+++ Listing +++

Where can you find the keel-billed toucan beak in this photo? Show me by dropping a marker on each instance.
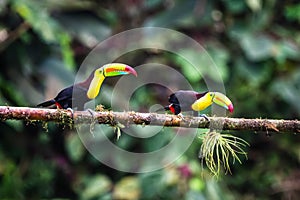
(221, 100)
(116, 69)
(108, 70)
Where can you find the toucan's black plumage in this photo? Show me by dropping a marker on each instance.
(187, 100)
(77, 95)
(182, 100)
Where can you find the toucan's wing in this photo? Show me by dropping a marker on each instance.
(184, 99)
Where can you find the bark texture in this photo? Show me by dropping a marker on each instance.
(153, 119)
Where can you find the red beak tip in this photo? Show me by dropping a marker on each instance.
(230, 108)
(131, 70)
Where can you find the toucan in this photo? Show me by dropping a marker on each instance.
(188, 100)
(84, 91)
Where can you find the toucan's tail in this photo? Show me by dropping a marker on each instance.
(47, 103)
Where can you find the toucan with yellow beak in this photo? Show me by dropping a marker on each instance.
(84, 91)
(188, 100)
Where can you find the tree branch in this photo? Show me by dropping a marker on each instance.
(154, 119)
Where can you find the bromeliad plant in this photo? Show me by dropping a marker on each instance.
(218, 150)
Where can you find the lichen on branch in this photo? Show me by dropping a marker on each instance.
(152, 119)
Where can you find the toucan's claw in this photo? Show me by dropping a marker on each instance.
(92, 125)
(180, 115)
(204, 116)
(72, 112)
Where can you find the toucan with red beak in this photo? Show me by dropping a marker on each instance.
(80, 93)
(188, 100)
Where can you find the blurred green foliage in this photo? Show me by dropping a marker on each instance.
(254, 43)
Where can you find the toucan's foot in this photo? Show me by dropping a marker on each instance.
(72, 111)
(92, 112)
(180, 115)
(92, 125)
(204, 116)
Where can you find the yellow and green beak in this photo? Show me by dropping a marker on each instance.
(108, 70)
(221, 100)
(117, 69)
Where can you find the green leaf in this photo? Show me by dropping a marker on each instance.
(74, 147)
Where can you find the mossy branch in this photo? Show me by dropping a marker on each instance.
(154, 119)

+++

Given problem:
Output the lines of the items as a Markdown table with the columns "Row" and "Line", from the line containing "Where can you find the toucan in" through the end of the items, skipping any blank lines.

Completed task:
| Row | Line |
|---|---|
| 1 | Where can you find the toucan in this photo? Show me by dropping a marker on each instance. |
| 2 | (188, 100) |
| 3 | (84, 91) |
| 4 | Where can you find the toucan's tail in this photo? Show me by dropping a marker on each instance. |
| 5 | (47, 103) |
| 6 | Where can you find the toucan with yellow beak in this photo? Show me by dropping a marker on each instance. |
| 7 | (84, 91) |
| 8 | (188, 100) |
| 9 | Where can you find the tree branch in this photo? Show me by dropping a marker on each instance. |
| 10 | (154, 119) |
| 11 | Where can you find the bromeliad plant in this photo? Show me by dropping a marker on each instance. |
| 12 | (218, 150) |
| 13 | Where can you find the lichen on branch in this photo? Show me by dropping a marker on each instance. |
| 14 | (152, 119) |
| 15 | Where can you find the toucan's claw in this photo? Show me by dropping a marker on each instance. |
| 16 | (92, 125) |
| 17 | (180, 115) |
| 18 | (204, 116) |
| 19 | (72, 112) |
| 20 | Where can you find the toucan with red beak in this photo? Show me by dropping a marker on each instance. |
| 21 | (80, 93) |
| 22 | (188, 100) |
| 23 | Where can you find the blurred green foliage in this photo? Show me by dropping a marker on each instance. |
| 24 | (254, 43) |
| 25 | Where can you find the toucan's foot in this photo? Show me by dropping a marker on each instance. |
| 26 | (72, 111) |
| 27 | (92, 112) |
| 28 | (180, 115) |
| 29 | (92, 125) |
| 30 | (204, 116) |
| 31 | Where can you find the yellow and green beak in this photo? Show me by dropping a marker on each instance. |
| 32 | (108, 70) |
| 33 | (221, 100) |
| 34 | (117, 69) |
| 35 | Where can you find the green leaf in this photo? Show me by dropping a marker on each instance. |
| 36 | (74, 147) |
| 37 | Where can you find the mossy branch in this photo? Show me by dropping a marker on each instance. |
| 38 | (154, 119) |